▶ Information provided:
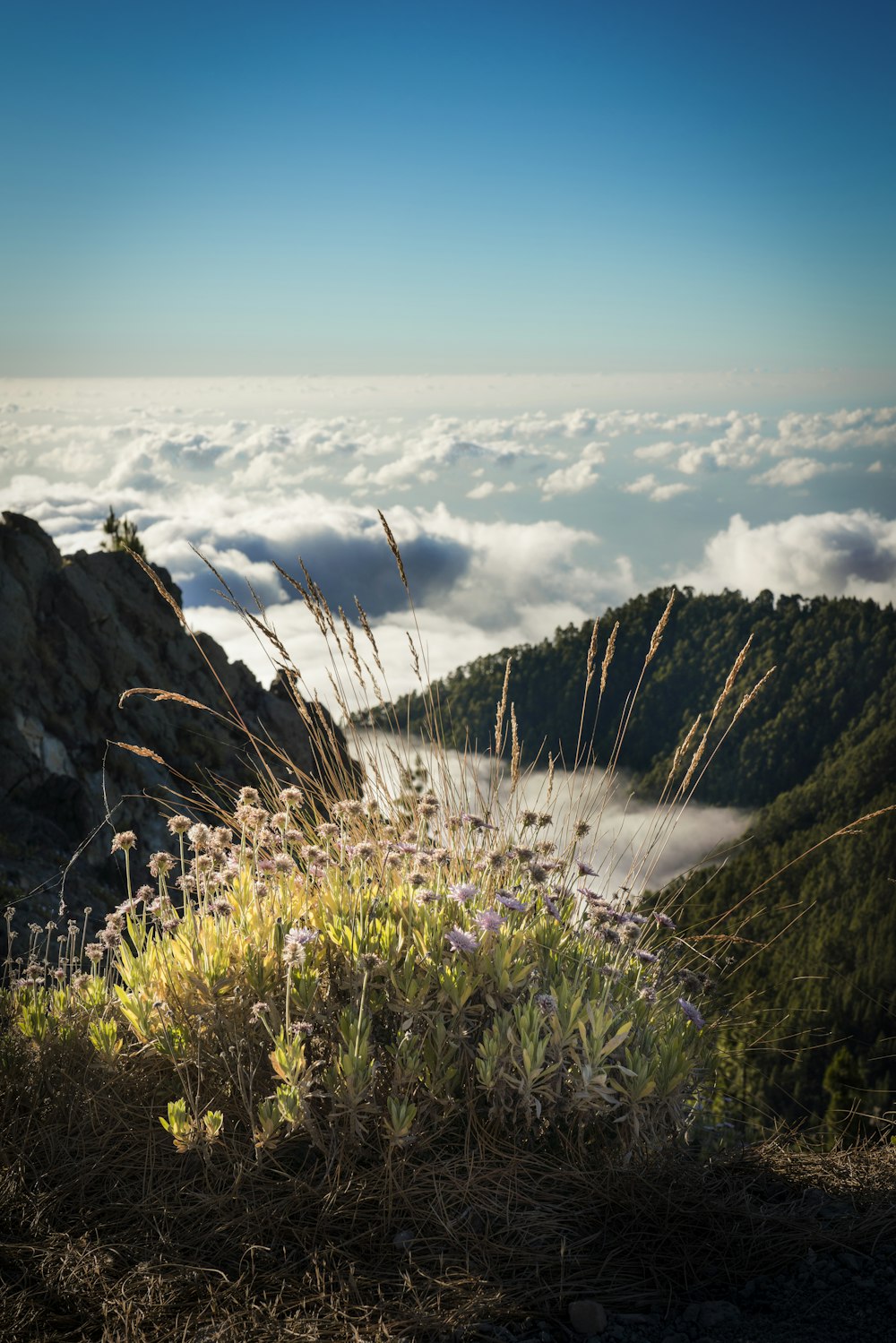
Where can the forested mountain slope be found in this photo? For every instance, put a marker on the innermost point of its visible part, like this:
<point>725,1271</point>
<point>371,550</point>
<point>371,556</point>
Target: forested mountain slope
<point>826,974</point>
<point>813,753</point>
<point>831,657</point>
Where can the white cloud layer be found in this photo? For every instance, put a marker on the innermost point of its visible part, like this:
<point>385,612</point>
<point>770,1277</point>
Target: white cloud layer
<point>511,520</point>
<point>825,554</point>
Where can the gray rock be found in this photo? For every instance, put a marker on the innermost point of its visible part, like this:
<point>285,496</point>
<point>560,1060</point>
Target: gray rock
<point>716,1315</point>
<point>74,634</point>
<point>587,1316</point>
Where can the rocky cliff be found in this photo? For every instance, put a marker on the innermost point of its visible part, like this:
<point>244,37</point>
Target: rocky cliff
<point>75,632</point>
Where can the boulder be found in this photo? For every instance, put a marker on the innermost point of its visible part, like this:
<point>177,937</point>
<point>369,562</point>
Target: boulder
<point>75,632</point>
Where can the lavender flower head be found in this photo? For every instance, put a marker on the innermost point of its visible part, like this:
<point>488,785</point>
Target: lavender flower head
<point>489,920</point>
<point>462,891</point>
<point>461,941</point>
<point>511,901</point>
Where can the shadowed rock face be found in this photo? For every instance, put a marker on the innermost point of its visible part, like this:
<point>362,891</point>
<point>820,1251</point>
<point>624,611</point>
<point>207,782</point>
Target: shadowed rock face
<point>75,633</point>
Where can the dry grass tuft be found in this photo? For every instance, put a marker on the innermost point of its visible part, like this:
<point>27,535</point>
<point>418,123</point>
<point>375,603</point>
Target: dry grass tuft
<point>101,1241</point>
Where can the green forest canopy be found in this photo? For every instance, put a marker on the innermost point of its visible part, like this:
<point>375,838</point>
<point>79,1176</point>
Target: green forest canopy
<point>813,753</point>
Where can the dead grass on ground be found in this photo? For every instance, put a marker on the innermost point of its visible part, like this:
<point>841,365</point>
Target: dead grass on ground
<point>107,1233</point>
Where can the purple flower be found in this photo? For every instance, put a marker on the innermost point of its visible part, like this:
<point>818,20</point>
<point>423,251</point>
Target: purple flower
<point>549,906</point>
<point>461,941</point>
<point>489,920</point>
<point>509,901</point>
<point>462,892</point>
<point>691,1012</point>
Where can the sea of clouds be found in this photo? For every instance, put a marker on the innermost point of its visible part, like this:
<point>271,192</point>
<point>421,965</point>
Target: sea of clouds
<point>514,512</point>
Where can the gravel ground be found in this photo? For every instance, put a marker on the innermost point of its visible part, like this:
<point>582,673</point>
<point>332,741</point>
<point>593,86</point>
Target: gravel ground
<point>834,1297</point>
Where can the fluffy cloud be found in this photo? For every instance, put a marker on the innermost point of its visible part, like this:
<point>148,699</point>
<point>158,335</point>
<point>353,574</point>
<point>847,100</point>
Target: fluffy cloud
<point>793,470</point>
<point>579,476</point>
<point>657,493</point>
<point>825,554</point>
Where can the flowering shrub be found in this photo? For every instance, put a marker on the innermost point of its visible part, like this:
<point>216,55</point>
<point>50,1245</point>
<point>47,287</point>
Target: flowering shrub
<point>375,976</point>
<point>349,982</point>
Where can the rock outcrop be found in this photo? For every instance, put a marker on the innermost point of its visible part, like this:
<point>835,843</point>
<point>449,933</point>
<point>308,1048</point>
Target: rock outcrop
<point>75,633</point>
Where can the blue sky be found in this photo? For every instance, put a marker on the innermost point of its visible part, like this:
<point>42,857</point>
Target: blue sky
<point>589,298</point>
<point>419,188</point>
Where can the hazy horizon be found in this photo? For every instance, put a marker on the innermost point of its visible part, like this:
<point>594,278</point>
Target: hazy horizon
<point>587,298</point>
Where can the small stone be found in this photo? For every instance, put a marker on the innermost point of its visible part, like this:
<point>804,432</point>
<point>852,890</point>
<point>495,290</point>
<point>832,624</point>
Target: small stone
<point>716,1315</point>
<point>587,1316</point>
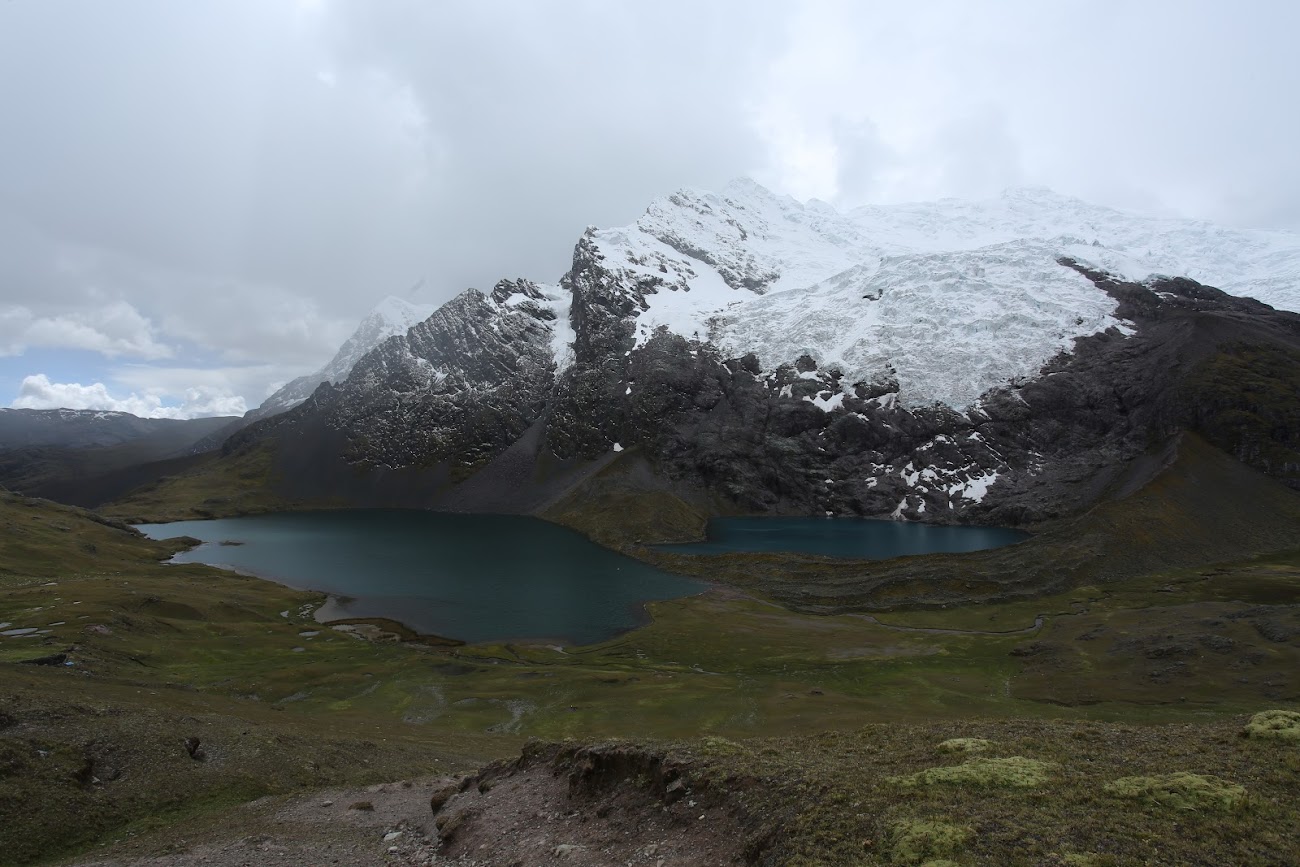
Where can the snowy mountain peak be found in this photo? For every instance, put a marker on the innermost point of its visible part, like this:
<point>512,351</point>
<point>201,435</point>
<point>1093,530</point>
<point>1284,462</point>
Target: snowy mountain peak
<point>401,313</point>
<point>957,295</point>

▶ Exercise description: Recast every line of the records above as a JSON list of strings, one string per line, skipping blank lines and leaving out the pictures.

▶ The response:
[
  "Where can the forested mountain slope be found in this photo? For every instance, put a marker on the innermost point of its visible part, like this:",
  "<point>725,1271</point>",
  "<point>371,550</point>",
  "<point>371,556</point>",
  "Target: forested mountain slope",
  "<point>826,974</point>",
  "<point>813,753</point>",
  "<point>831,657</point>",
  "Where can the white cloud layer be found in this photo? For every instance, put a marker on the innermost point of its visible part, like this:",
  "<point>385,612</point>",
  "<point>770,1277</point>",
  "Target: white cloud layer",
  "<point>511,520</point>",
  "<point>825,554</point>",
  "Where can the gray rock be found in this photo? For every instance, put a marker on the innermost point of its visible part, like this:",
  "<point>285,496</point>",
  "<point>560,1060</point>",
  "Target: gray rock",
  "<point>716,1315</point>",
  "<point>74,634</point>",
  "<point>587,1316</point>",
  "Where can the rocky cliff be found in this photo? For every instance, put a marker on the innermost point of its visible part, like this:",
  "<point>244,37</point>",
  "Target: rocky cliff",
  "<point>75,632</point>",
  "Where can the boulder be found in this photo? For every instance, put a marker on the innermost point of its visible part, like this:",
  "<point>177,937</point>",
  "<point>369,562</point>",
  "Target: boulder",
  "<point>75,632</point>",
  "Where can the lavender flower head be found in this photo? For every instance, put a marker on the innermost point of its visible part, like this:",
  "<point>488,785</point>",
  "Target: lavender flower head",
  "<point>489,920</point>",
  "<point>462,891</point>",
  "<point>461,941</point>",
  "<point>511,901</point>",
  "Where can the shadowed rock face be found in this photo? For every instance, put a marker on the innermost point of its visible part, like this:",
  "<point>362,891</point>",
  "<point>820,1251</point>",
  "<point>624,611</point>",
  "<point>207,782</point>",
  "Target: shadowed rock face",
  "<point>75,633</point>",
  "Where can the dry grass tuft be found in this photo? For every instance, put a marker on the innermost point of its visible part, like this:",
  "<point>27,535</point>",
  "<point>418,123</point>",
  "<point>375,603</point>",
  "Target: dry grass tuft",
  "<point>101,1241</point>",
  "Where can the green forest canopy be found in this photo? For every instance, put a marker on the innermost point of its visible part, like this:",
  "<point>375,838</point>",
  "<point>79,1176</point>",
  "Target: green forest canopy",
  "<point>813,753</point>",
  "Where can the dead grass on ground be found in this photo? For every instance, put a marker on the innermost point of its visible part, like this:",
  "<point>841,365</point>",
  "Target: dead grass on ground",
  "<point>107,1233</point>",
  "Where can the purple flower be found in this photo? For every instance, put a marker on the innermost point of its visible part, like this:",
  "<point>818,20</point>",
  "<point>423,251</point>",
  "Target: purple flower",
  "<point>549,906</point>",
  "<point>461,941</point>",
  "<point>489,920</point>",
  "<point>509,901</point>",
  "<point>462,892</point>",
  "<point>691,1012</point>",
  "Where can the sea of clouds be found in this photo? For every instance, put a marker on the innermost point of its visible part, like this:",
  "<point>271,192</point>",
  "<point>421,965</point>",
  "Target: sea of clouds",
  "<point>514,512</point>",
  "Where can the gravel ground be found in this photo? For every instance, put a marker on the innermost point of its visible part, like this:",
  "<point>582,673</point>",
  "<point>332,741</point>",
  "<point>593,86</point>",
  "Target: gravel ground",
  "<point>834,1297</point>",
  "Where can the fluffy cloud be found in this photo? For every instance, put a marker on the innermost point of its visible part, like this:",
  "<point>148,699</point>",
  "<point>158,335</point>",
  "<point>353,574</point>",
  "<point>847,100</point>",
  "Target: fluffy cloud",
  "<point>793,470</point>",
  "<point>579,476</point>",
  "<point>657,493</point>",
  "<point>825,554</point>",
  "Where can the flowering shrub be found in this photo? For every instance, put a marker on the innermost point of its visible part, like this:",
  "<point>216,55</point>",
  "<point>50,1245</point>",
  "<point>47,287</point>",
  "Target: flowering shrub",
  "<point>375,976</point>",
  "<point>349,982</point>",
  "Where can the rock outcrop be found in this photo? For every instance, put a marker on the innermost point of its visible part, like this:",
  "<point>835,843</point>",
  "<point>449,933</point>",
  "<point>308,1048</point>",
  "Target: rock outcrop",
  "<point>75,633</point>",
  "Where can the blue sky be found in this photo? For every instance, put a marker on the innermost point of its visible part, like this:",
  "<point>42,857</point>",
  "Target: blue sky",
  "<point>589,298</point>",
  "<point>419,188</point>",
  "Where can the hazy horizon be found in this photo? For every instance, put a marker on the innermost point of its visible part, like this:",
  "<point>594,278</point>",
  "Target: hazy horizon",
  "<point>587,298</point>",
  "Where can the small stone be found in this photo? For every instance, put a marker on the innermost point of its visible part, like this:",
  "<point>804,432</point>",
  "<point>852,890</point>",
  "<point>495,290</point>",
  "<point>832,624</point>",
  "Target: small stone",
  "<point>716,1315</point>",
  "<point>587,1316</point>",
  "Where can the snowy mountain peak be found in this photo? For every instance, put a marker on the innermost point of its visible part, like this:",
  "<point>512,351</point>",
  "<point>201,435</point>",
  "<point>1093,530</point>",
  "<point>1284,462</point>",
  "Target: snowy mountain peak",
  "<point>401,313</point>",
  "<point>957,295</point>"
]